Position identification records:
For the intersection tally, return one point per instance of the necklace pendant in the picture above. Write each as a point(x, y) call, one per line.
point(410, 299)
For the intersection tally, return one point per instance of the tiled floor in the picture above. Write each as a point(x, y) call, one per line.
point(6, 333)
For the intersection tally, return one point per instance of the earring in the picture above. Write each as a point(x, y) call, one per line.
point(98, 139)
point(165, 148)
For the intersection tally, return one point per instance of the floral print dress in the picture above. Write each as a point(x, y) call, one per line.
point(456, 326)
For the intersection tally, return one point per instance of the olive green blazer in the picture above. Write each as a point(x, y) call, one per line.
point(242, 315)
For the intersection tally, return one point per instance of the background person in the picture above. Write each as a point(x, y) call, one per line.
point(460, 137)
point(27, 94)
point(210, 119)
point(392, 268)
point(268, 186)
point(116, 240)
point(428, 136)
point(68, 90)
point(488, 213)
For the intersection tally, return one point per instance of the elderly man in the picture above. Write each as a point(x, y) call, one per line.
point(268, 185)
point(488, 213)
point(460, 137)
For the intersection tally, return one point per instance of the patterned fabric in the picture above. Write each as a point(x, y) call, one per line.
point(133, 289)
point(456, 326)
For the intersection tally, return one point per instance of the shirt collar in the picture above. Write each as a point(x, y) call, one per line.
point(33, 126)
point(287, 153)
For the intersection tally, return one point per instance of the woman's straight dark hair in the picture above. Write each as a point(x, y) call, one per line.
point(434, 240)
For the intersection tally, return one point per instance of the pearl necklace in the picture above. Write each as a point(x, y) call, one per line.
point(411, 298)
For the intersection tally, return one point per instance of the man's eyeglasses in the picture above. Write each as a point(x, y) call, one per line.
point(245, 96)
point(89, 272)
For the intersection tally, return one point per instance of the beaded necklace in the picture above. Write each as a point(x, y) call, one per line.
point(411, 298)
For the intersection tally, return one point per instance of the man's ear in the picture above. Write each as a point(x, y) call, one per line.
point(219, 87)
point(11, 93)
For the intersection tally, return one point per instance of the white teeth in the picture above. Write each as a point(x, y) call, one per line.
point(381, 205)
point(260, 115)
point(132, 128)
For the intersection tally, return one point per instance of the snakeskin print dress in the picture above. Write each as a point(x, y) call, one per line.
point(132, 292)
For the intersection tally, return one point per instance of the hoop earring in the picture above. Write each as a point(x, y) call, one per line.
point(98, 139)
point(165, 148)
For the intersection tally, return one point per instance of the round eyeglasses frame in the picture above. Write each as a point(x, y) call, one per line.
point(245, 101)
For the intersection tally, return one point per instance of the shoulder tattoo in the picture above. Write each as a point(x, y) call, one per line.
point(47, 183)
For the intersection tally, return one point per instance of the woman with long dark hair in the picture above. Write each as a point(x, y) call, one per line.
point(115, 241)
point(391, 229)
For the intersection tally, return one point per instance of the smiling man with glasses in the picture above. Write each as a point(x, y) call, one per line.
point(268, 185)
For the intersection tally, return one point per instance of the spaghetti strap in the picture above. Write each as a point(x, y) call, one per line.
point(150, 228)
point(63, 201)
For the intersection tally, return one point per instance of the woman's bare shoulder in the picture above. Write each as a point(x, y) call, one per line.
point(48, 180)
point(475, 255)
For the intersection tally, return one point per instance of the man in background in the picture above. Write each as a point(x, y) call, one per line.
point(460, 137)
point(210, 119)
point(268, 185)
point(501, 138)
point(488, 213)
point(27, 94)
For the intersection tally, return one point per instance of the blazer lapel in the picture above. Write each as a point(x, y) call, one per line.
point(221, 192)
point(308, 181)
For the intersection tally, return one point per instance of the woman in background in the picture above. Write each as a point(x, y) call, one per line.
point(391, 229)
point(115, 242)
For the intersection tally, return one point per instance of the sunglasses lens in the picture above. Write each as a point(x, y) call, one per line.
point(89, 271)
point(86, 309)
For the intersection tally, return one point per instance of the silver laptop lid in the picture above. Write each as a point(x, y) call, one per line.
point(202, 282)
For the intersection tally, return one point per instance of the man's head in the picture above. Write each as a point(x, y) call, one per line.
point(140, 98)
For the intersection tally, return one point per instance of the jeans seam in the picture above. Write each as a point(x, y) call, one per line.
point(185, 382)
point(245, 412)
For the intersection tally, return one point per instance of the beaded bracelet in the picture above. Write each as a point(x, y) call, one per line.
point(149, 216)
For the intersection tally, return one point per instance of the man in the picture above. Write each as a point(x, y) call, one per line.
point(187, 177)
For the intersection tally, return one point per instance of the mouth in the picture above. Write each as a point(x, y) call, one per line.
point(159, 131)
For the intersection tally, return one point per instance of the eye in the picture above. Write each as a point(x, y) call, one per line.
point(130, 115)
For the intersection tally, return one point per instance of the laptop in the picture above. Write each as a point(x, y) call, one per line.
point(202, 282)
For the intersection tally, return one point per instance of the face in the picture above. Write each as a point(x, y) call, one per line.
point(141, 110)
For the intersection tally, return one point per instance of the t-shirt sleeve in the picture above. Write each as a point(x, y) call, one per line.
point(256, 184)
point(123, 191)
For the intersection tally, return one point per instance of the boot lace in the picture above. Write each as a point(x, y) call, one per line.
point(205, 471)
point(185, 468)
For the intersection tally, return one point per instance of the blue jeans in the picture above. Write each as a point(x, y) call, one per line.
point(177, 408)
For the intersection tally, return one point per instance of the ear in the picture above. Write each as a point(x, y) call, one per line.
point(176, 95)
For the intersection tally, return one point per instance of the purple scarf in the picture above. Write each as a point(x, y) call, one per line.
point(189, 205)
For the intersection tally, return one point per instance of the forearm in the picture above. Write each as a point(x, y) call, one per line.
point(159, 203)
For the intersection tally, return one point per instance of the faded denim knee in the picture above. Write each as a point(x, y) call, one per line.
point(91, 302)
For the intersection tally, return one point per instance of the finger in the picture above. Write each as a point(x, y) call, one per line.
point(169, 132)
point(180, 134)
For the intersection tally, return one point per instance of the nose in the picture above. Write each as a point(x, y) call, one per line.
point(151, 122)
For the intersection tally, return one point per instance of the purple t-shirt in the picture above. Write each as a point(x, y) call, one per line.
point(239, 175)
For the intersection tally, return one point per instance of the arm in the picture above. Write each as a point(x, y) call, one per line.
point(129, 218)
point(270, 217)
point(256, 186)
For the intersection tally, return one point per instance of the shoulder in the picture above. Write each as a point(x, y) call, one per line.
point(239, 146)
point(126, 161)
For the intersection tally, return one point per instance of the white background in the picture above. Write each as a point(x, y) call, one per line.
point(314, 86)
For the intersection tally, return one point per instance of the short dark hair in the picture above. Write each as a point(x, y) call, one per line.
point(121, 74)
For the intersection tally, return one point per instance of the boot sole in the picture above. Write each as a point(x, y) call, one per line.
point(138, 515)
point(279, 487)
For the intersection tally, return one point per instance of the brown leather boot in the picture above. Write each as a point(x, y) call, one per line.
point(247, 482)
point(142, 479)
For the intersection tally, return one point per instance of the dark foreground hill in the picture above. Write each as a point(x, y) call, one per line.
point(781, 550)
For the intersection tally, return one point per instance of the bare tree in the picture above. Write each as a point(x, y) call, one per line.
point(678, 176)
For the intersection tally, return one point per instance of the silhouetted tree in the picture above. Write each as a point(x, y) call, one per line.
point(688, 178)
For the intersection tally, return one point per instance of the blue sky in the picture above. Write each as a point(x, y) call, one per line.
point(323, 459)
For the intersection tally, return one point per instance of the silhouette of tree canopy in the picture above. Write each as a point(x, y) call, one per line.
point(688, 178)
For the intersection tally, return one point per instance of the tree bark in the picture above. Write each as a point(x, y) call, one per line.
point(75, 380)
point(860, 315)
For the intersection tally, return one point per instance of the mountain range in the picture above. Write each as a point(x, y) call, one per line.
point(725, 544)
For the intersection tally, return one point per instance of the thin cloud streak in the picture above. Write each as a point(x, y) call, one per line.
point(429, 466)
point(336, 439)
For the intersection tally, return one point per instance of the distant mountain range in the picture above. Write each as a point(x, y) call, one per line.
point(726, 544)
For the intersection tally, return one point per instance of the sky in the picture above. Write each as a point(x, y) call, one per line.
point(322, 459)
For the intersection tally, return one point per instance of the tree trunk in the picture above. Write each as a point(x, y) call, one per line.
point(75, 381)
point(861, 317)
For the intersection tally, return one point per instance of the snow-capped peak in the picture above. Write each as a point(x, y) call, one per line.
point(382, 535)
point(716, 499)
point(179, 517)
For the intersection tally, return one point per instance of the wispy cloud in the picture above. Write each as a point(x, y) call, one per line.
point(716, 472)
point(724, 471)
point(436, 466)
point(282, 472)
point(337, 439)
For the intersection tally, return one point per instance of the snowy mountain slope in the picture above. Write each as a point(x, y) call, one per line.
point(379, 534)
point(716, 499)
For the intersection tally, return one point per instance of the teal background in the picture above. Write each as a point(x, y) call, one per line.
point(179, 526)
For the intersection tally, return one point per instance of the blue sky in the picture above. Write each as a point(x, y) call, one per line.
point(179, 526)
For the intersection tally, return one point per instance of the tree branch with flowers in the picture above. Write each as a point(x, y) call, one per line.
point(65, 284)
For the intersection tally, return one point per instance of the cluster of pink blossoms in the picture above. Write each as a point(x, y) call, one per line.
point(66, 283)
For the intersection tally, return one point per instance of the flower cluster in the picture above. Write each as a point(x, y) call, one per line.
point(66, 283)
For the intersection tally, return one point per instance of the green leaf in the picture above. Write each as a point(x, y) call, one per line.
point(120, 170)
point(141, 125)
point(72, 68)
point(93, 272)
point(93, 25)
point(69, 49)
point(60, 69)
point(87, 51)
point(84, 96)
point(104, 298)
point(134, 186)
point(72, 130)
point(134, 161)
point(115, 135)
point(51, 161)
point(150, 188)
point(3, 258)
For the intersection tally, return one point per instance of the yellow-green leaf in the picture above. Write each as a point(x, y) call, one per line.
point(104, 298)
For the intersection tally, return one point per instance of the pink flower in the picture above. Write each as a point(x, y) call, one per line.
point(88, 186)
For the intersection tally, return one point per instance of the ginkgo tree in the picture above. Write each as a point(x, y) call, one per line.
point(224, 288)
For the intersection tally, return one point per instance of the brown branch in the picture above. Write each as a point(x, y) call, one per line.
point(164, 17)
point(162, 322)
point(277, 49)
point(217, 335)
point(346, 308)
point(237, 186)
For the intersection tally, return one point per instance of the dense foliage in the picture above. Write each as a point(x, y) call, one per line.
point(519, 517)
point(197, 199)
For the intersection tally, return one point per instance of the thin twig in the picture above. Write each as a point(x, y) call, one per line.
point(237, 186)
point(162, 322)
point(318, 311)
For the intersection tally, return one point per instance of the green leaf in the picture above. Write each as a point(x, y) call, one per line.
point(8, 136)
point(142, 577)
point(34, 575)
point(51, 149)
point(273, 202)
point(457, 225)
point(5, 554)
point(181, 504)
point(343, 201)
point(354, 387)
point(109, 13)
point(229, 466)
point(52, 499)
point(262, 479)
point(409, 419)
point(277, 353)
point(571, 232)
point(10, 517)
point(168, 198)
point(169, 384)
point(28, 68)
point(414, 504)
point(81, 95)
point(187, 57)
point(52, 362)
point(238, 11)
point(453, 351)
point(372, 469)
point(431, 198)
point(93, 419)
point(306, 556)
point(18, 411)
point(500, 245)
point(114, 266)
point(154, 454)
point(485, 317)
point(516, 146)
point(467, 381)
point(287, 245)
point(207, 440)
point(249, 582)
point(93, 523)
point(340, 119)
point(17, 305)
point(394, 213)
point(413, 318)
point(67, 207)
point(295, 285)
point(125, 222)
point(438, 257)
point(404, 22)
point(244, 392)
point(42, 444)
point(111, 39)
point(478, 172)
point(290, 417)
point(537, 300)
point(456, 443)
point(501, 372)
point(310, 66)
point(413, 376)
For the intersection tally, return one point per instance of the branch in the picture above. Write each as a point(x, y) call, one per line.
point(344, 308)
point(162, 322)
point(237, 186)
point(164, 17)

What is asked:
Repeat exactly the lines above from the line that contains "of the branch" through the end. Include both of these ends; leave out everything else.

Correct answer:
For the intersection tally, return one point per instance of the branch in the picture above. Write each as a point(x, y) call, one per line.
point(344, 308)
point(162, 322)
point(237, 186)
point(164, 17)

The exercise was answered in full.